EXERCISE.
Copy out each line in the rows below that contains the word "ceiling".

RECORDS SHOWN.
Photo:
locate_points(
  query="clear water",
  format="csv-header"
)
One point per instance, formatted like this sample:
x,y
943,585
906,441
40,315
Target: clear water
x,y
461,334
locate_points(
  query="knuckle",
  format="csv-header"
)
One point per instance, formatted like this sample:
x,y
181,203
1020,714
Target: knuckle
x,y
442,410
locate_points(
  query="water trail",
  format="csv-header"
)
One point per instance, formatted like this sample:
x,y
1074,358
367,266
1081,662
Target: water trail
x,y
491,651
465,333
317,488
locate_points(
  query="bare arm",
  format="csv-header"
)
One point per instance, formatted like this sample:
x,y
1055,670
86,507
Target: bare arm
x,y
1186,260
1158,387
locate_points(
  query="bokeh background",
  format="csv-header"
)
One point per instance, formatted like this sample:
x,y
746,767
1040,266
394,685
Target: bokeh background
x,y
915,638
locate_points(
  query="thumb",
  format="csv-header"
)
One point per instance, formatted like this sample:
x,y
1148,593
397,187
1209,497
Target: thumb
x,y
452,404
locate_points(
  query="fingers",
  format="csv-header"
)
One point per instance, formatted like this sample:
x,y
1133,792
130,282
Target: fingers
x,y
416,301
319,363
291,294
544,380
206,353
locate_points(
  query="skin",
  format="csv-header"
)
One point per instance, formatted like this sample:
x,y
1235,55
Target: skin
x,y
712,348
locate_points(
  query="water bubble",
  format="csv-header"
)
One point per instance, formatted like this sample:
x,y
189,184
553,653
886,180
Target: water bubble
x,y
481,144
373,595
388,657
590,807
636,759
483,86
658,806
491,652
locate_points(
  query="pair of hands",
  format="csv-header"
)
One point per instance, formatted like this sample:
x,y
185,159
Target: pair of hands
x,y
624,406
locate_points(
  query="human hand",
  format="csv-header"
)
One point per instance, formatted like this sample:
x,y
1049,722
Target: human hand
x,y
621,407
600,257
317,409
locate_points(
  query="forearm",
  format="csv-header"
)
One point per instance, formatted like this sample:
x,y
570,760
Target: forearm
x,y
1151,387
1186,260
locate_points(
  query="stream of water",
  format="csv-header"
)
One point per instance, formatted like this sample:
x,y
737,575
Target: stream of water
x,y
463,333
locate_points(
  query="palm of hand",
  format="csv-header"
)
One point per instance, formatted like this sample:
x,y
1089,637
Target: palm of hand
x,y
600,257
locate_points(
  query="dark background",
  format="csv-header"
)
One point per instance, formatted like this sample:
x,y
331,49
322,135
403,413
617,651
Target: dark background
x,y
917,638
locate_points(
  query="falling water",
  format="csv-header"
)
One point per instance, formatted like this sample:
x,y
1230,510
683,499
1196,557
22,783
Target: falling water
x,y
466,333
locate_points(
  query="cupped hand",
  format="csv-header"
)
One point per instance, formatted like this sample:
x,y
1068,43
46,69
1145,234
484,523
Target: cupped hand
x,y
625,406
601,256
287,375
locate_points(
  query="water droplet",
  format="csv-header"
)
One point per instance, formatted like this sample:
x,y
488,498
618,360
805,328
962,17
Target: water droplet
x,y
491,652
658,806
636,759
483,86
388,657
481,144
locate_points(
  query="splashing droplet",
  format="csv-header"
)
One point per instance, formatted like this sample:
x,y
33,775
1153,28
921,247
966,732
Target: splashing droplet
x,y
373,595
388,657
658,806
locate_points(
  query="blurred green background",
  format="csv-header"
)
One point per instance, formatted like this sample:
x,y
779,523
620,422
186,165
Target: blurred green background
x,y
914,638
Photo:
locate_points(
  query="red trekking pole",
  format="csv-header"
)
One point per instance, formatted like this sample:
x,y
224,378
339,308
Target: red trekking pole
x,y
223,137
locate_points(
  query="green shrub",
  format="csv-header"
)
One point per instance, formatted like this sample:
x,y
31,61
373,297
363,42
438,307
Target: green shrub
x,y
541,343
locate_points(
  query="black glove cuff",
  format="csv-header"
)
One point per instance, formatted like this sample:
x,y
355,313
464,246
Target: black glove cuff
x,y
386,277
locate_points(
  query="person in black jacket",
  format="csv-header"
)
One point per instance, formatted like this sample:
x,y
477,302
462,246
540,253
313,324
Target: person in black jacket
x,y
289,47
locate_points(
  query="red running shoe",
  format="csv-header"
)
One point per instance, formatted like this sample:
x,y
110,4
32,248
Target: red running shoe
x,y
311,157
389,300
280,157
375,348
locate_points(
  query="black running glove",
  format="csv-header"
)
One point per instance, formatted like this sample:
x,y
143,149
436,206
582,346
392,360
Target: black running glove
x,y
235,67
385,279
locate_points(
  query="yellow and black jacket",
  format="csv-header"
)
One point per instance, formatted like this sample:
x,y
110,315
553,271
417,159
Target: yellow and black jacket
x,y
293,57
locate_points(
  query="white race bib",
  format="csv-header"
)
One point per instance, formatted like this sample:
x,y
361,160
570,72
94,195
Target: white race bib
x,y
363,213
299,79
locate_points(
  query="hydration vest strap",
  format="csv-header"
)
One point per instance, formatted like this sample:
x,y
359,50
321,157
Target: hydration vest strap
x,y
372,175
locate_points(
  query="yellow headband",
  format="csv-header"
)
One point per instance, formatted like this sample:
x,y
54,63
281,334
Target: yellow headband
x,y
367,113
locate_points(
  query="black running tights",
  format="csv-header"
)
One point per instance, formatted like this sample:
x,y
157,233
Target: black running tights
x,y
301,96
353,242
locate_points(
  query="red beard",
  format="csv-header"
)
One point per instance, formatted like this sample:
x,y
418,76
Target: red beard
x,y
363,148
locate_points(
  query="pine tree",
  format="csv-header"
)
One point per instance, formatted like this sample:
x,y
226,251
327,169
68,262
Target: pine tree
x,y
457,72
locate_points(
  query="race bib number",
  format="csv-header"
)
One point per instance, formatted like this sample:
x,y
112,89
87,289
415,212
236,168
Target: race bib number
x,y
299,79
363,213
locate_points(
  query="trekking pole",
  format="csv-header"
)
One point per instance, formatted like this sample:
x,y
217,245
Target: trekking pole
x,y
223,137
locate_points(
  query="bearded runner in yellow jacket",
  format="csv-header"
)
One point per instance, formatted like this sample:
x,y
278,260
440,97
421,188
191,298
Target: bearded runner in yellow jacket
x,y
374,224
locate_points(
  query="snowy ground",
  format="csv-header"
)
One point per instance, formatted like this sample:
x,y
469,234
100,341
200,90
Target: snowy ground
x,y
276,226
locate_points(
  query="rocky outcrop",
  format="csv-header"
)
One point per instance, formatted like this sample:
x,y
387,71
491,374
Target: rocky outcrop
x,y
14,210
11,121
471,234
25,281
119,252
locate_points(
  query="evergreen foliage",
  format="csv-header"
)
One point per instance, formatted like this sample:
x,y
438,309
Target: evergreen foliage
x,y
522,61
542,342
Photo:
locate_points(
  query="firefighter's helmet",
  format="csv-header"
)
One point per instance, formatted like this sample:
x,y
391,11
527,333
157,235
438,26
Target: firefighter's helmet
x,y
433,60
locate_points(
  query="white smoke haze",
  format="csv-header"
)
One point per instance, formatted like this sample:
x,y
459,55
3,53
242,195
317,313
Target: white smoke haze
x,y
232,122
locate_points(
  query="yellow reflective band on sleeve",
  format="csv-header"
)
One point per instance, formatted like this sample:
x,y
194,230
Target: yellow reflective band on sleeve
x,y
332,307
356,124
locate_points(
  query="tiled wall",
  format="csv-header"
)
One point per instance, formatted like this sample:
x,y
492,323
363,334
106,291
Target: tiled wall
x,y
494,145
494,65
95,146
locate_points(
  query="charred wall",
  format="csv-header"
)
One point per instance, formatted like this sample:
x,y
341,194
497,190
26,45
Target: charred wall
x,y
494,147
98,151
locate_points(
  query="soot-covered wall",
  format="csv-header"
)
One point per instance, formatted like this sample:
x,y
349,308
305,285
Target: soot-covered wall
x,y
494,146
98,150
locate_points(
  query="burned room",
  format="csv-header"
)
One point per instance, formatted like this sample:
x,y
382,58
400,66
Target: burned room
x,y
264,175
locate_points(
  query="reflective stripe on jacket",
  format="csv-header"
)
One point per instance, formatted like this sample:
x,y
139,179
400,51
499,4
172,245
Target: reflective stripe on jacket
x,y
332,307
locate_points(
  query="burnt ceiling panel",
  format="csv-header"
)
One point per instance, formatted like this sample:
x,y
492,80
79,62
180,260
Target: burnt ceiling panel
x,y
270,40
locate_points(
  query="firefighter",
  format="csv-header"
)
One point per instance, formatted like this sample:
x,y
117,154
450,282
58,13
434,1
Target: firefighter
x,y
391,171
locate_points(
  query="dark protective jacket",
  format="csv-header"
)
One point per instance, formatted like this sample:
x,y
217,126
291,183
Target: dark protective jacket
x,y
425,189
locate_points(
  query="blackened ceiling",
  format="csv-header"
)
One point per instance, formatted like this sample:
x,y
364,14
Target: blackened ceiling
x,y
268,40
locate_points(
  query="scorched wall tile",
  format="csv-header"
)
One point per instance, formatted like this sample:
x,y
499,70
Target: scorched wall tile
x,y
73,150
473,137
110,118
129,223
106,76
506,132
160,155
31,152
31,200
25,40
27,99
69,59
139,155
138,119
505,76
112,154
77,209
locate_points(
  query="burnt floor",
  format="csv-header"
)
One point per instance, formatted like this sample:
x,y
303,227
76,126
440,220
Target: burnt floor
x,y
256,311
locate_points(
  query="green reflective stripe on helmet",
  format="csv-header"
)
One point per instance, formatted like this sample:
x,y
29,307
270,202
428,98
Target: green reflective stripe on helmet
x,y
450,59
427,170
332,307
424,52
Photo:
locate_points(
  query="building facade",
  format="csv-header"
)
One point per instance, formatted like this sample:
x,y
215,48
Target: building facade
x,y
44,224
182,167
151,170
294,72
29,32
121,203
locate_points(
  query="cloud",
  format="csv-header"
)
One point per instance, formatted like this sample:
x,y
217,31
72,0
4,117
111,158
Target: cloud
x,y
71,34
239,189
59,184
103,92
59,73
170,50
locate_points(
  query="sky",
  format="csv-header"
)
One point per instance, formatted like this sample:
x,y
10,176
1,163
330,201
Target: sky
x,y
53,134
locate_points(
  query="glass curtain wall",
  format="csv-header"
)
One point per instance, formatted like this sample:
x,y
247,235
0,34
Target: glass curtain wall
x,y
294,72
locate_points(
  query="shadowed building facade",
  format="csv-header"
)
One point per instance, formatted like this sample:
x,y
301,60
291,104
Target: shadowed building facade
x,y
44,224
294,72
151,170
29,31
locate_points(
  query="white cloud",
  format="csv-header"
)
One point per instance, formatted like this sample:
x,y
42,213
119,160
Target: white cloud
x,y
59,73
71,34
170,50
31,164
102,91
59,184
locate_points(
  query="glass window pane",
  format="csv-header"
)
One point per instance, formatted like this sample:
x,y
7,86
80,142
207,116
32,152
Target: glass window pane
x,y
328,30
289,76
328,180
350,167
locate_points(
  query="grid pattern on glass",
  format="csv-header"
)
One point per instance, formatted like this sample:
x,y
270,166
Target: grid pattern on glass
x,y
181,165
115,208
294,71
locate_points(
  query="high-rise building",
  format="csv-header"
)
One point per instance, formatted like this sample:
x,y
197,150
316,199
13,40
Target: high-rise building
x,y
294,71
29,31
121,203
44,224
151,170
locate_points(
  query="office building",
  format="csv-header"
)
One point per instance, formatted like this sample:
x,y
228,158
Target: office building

TASK SOLUTION.
  query="burnt ceiling panel",
Target: burnt ceiling panel
  query="blackened ceiling",
Target: blackened ceiling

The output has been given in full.